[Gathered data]
--*--

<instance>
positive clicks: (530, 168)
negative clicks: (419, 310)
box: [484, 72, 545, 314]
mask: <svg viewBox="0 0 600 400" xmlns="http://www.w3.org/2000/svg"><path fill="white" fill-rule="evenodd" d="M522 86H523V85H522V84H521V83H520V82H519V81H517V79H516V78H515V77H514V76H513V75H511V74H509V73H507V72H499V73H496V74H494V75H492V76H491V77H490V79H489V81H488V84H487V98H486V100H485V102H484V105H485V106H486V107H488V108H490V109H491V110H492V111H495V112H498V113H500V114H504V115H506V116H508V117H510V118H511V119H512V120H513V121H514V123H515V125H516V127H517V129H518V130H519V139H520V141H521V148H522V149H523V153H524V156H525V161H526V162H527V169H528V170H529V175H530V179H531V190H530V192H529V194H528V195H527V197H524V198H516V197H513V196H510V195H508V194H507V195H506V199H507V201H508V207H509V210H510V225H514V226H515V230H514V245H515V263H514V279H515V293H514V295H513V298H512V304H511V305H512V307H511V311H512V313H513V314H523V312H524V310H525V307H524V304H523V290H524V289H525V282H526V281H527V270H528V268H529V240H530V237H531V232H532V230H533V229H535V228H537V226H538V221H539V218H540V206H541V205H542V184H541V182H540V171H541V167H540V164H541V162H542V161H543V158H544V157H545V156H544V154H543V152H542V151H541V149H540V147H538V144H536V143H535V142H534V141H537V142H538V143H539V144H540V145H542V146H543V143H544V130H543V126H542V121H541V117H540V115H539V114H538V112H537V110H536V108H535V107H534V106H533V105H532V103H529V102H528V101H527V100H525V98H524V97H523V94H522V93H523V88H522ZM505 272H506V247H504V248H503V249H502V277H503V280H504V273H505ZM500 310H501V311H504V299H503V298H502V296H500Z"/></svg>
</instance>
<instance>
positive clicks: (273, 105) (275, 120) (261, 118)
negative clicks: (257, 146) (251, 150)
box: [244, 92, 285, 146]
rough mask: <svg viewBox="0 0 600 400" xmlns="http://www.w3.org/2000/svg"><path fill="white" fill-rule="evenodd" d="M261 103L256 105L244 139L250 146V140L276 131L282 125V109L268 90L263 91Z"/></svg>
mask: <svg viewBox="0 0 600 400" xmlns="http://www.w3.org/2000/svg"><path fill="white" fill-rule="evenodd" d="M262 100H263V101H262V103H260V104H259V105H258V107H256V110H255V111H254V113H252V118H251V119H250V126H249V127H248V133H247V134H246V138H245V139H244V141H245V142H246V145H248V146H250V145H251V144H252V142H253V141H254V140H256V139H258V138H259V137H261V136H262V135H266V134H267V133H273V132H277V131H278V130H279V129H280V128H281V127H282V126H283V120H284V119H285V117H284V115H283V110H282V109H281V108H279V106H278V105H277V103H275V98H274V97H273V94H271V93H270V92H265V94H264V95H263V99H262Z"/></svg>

--*--

> _To do_: Starting at the first line of the material and ending with the line that contains "box: [484, 72, 545, 314]", lay out those lines as a JSON list of strings, one string per line, leaving out any blank lines.

> _Solution_:
[
  "<instance>",
  "positive clicks: (530, 168)",
  "negative clicks: (419, 310)",
  "box: [484, 72, 545, 314]"
]